### Segmentation data:

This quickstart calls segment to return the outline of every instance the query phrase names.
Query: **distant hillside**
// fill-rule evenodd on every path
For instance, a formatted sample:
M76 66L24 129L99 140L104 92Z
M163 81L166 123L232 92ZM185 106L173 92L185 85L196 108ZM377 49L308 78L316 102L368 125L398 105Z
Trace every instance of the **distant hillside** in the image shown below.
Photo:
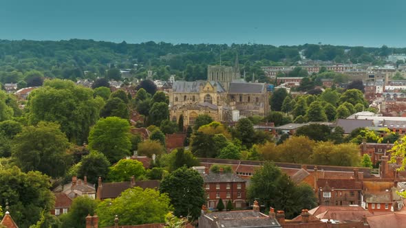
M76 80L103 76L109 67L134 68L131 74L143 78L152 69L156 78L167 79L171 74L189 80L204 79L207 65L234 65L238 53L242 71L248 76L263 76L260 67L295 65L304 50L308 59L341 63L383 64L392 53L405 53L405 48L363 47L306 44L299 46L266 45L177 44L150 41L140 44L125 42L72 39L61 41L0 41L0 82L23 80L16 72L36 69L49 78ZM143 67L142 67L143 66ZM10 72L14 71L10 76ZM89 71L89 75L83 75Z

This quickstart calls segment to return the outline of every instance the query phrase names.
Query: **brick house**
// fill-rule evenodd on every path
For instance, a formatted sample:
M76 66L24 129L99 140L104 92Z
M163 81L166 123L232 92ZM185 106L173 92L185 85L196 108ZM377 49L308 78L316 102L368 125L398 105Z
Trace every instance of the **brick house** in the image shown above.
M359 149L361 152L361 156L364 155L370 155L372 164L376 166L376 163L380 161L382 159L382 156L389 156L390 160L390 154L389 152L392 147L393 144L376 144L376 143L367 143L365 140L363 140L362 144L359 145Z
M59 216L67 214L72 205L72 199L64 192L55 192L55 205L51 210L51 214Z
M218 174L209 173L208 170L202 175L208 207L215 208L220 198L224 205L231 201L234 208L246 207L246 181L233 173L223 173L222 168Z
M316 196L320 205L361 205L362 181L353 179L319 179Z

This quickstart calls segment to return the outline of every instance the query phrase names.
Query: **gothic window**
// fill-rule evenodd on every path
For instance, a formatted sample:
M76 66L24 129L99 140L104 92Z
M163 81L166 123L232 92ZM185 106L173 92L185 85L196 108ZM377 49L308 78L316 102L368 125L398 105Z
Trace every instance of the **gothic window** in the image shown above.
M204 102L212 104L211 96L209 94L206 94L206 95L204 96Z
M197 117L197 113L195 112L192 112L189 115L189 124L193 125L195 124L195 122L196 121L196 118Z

### The request:
Give every line of the records above as a numbered list, leaving out blank lines. Omit the pictures from the list.

### Task response:
1. This quickstart calls segment to return the outline of every instance the query phrase names.
2. Query: **distant hillside**
3. // fill-rule evenodd on every path
4. For instance, a formatted sample:
5. M76 66L24 129L99 140L104 92Z
6. M163 81L166 123L232 92ZM185 106L173 92L185 85L196 108ZM377 49L308 78L316 102L368 125L398 105Z
7. Trace every instance of the **distant hillside** in the image shown below.
8. Photo:
9. M76 80L103 76L109 67L134 68L131 74L143 78L152 69L156 78L167 79L171 74L189 80L204 79L207 65L234 65L238 53L242 71L248 76L263 76L260 67L295 65L304 50L308 59L341 63L383 64L392 53L405 53L405 48L363 47L306 44L299 46L266 45L177 44L150 41L140 44L125 42L72 39L61 41L0 41L0 82L23 80L16 72L36 69L49 78ZM143 67L142 67L143 66ZM10 72L14 71L10 76ZM89 71L89 75L83 75Z
10. This quickstart calls segment to return the outline of every instance the query phrase names.
11. Query: **brick house**
12. // fill-rule evenodd on every path
13. For instance, a formatted sample:
14. M76 66L24 129L99 140L104 92Z
15. M163 81L166 123L232 92ZM185 106L173 92L185 85L196 108ZM377 49L308 78L316 102L368 125L398 105Z
16. Trace every instance of the **brick house** in the image shown above.
17. M359 149L361 152L361 156L364 155L370 155L372 164L376 166L376 163L380 161L382 159L382 156L389 156L390 160L390 154L389 152L392 147L393 144L376 144L376 143L367 143L365 140L363 140L362 144L359 145Z
18. M59 216L67 214L72 205L72 199L64 192L55 192L55 205L51 210L51 214Z
19. M218 174L209 173L208 170L202 175L208 207L215 208L220 198L224 205L231 201L234 208L246 207L246 181L233 173L223 173L222 168Z
20. M316 196L320 205L361 205L362 181L353 179L319 179Z
21. This quickstart calls segment to return the outline of every instance the query phrase names.
22. Query: **gothic window**
23. // fill-rule evenodd on every path
24. For instance, a formatted sample:
25. M76 66L24 129L99 140L104 92Z
26. M163 81L166 123L232 92ZM185 106L173 92L185 85L196 108ZM377 49L308 78L316 102L368 125L398 105Z
27. Trace every instance of the **gothic window** in the image shown above.
28. M204 102L212 104L211 96L209 94L206 94L206 95L204 96Z
29. M197 117L197 113L195 112L192 112L189 115L189 124L193 125L195 124L195 122L196 121L196 118Z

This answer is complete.